▶ [INSTRUCTIONS FOR THE TASK]:
I would like you to output every record below exactly, apart from the pictures.
==== RECORDS FOR PROCESSING ====
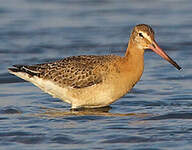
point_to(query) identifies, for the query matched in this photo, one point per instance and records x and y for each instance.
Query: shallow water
(155, 115)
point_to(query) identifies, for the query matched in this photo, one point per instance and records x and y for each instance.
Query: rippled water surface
(155, 115)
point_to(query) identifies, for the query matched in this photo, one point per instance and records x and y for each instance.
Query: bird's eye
(141, 35)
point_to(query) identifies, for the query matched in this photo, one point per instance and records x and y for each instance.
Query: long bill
(155, 47)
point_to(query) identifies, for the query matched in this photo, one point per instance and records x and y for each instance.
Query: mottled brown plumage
(94, 81)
====
▶ [SOLVED PROBLEM]:
point_to(query) identifies, for the query matched in this photo, one point per instance and records x and y for each instance.
Query: shallow water
(155, 115)
point_to(query) identifies, for the query matched in this photo, one point per instance and records x and y for each instance.
Query: rippled water surface
(155, 115)
point_to(query) identifies, for the query matched in this photo, one point per instance and records x and y for each instance.
Query: bird's eye
(141, 35)
point_to(query) identifies, for the query matched in this photo, one point per instance and records x and y for each instance.
Query: long bill
(155, 47)
point_to(query) identifies, for the query matched in this photo, one point per instance and records x and y for each instance.
Query: mottled brown plumage
(94, 81)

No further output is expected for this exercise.